- **To be done**
Write out the lines below again, swapping "railing" for "balustrade" and keeping everything else the same. Leave the pictures out.

<<<<

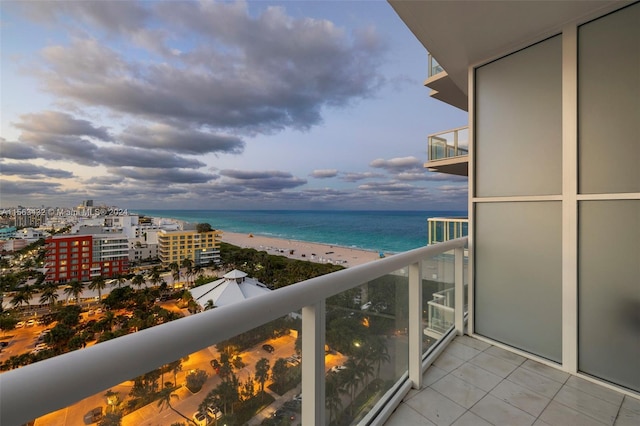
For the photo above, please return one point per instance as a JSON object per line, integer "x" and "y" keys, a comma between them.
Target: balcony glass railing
{"x": 434, "y": 66}
{"x": 441, "y": 229}
{"x": 452, "y": 143}
{"x": 342, "y": 348}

>>>>

- **Completed exercise**
For the photo above, please return one point per instance as a JSON object per line, integer "x" and "y" keys, a comma between them.
Target: balcony glass balustrade
{"x": 434, "y": 66}
{"x": 441, "y": 229}
{"x": 452, "y": 143}
{"x": 342, "y": 348}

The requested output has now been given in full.